--- Start of Page excerpt ---

Juan Carlos Onetti (1909-94) is considered by many to be Uruguay's finest writer. A solid modernist, he rejected the folksy and sentimental culture that romanticised nature and the gaucho, and his eloquent brand of urban despair is so well turned that it remains vibrant and readable - see The Pit (Quartet), The Shipyard and A Brief Life (both Serpent's Tail). He was an editor of Marcha, the great literary magazine dissolved by Uruguay's military regime in the 1970s. Despite his huge reputation, Onetti was imprisoned in a mental institution, and as soon as he was able he decamped for Spain. Like Borges the chicken inspector, or like the Cuban writer Reinaldo Arenas exiled in New York, this most distinguished citizen and former director of the national library worked in a lowly capacity in his adopted country - as a doorman and a waiter. Though he lived for a decade after the end of military rule, Onetti never returned to Montevideo.

--- End of Page excerpt ---
--- Start of Listed entries ---

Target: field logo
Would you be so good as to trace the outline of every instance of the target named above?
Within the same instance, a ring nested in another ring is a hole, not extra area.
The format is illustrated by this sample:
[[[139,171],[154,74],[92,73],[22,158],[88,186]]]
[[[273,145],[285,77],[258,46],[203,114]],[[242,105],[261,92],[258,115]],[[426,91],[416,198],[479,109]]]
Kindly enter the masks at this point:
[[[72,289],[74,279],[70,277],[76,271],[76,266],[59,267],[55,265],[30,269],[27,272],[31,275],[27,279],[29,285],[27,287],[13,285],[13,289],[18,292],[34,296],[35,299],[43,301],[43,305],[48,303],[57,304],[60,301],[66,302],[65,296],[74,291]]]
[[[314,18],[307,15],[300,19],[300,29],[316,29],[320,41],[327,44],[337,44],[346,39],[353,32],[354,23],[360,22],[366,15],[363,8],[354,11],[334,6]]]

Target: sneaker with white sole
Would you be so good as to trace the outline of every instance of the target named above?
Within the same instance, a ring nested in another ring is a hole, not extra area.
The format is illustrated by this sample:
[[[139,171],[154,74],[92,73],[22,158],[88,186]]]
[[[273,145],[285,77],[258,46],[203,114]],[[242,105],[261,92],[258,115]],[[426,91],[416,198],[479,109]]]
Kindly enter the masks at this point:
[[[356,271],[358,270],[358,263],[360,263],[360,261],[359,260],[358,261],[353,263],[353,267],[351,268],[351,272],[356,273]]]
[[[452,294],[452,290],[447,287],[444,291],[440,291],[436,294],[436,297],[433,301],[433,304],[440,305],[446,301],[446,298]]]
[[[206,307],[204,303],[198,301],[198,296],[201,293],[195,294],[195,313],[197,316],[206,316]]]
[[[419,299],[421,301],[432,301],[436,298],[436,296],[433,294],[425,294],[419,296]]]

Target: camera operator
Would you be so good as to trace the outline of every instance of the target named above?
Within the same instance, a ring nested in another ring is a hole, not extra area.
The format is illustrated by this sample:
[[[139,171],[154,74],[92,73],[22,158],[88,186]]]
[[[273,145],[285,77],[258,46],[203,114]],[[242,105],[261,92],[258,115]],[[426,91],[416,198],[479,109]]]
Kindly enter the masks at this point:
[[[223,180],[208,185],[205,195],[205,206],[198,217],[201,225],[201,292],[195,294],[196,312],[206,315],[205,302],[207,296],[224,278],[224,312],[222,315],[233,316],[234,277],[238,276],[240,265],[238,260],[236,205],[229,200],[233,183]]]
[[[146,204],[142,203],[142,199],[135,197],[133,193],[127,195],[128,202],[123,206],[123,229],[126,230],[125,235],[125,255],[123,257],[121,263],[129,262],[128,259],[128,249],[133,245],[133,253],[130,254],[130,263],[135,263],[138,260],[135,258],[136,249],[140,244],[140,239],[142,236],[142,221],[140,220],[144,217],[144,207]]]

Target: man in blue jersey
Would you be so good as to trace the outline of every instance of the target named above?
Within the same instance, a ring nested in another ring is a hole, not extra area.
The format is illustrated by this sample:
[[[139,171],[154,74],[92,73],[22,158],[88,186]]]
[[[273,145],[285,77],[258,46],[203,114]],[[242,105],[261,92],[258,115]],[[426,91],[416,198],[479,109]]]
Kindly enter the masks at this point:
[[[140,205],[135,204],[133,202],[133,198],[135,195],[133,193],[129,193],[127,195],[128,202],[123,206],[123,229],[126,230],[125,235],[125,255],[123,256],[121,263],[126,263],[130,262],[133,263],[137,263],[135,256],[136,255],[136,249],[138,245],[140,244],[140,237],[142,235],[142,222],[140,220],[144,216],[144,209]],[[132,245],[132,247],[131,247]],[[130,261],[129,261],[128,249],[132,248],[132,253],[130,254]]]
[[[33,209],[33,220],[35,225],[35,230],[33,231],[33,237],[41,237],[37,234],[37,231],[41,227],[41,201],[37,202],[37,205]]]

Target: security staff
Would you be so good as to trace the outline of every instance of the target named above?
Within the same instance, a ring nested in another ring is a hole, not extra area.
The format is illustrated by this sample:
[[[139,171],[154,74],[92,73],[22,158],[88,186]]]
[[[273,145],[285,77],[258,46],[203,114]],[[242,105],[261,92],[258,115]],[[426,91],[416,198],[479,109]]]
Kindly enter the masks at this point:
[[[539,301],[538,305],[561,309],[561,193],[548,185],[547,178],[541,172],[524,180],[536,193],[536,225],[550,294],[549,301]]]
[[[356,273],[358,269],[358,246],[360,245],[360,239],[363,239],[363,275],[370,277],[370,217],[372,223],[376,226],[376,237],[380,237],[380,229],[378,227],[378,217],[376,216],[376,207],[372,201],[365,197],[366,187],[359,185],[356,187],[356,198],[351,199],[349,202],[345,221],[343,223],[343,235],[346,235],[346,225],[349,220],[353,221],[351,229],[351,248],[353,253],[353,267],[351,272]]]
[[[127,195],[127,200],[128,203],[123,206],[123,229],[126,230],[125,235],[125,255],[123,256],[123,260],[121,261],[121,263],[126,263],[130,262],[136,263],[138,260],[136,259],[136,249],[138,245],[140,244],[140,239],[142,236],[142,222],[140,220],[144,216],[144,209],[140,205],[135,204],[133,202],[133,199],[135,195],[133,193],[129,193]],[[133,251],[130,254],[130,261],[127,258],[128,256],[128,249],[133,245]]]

--- End of Listed entries ---

> [The tasks]:
- A) In the passage on Juan Carlos Onetti, what work did Onetti do in Spain?
- B) Write a continuation of the passage on Juan Carlos Onetti, beginning after its final sentence.
The records are not required for any of the work here.

> [Task-by-task outputs]:
- A) He worked as a doorman and a waiter.

- B)
Maureen Freely

Turkey

Some books are so famous they need no introduction. But have you ever read Yashar Kemal? His first novel, Memed, My Hawk (NYRB Classics), set in the south-east of Turkey and about a young man at war with feudal authority, was published in the 1950s and brought him international fame. It is still greatly loved in Turkey, and with good reason. If you are after something urban and contemporary, Elif Shafak's The Flea Palace (Marion Boyars) is an excellent place to start. Set in a building that has seen better days, it is a quirky and exuberant portrait of an Istanbul that defies categorisation. Moris Farhi's novel Young Turk (Telegram) is a beautiful account of the same secretly multicultural city during the middle years of the 20th century, while Emine Sevgi Özdamar's The Bridge of the Golden Horn (Serpent's Tail) tells the story of a young woman who goes to Germany as a guest-worker in the late 1960s and returns to Istanbul just in time for a coup. It is one of the funniest and most original books you'll ever read.
If you're after superior mysteries, try Mehmet Murat Somer's The Prophet Murders (Serpent's Tail). Set in contemporary Istanbul, it stars a transvestite detective. There is a whole series in Turkish. Jason Goodwin has two utterly delicious mysteries set in 19th-century Istanbul - The Janissary Tree and The Snake Stone (both Faber) - and in these the detective is a (dead sexy) eunuch. If your taste runs to quality historical romances, Katie Hickman's The Aviary Gate (Bloomsbury) takes you into the Harem to follow the fortunes of an Englishwoman who becomes the Sultan's slave in 1599.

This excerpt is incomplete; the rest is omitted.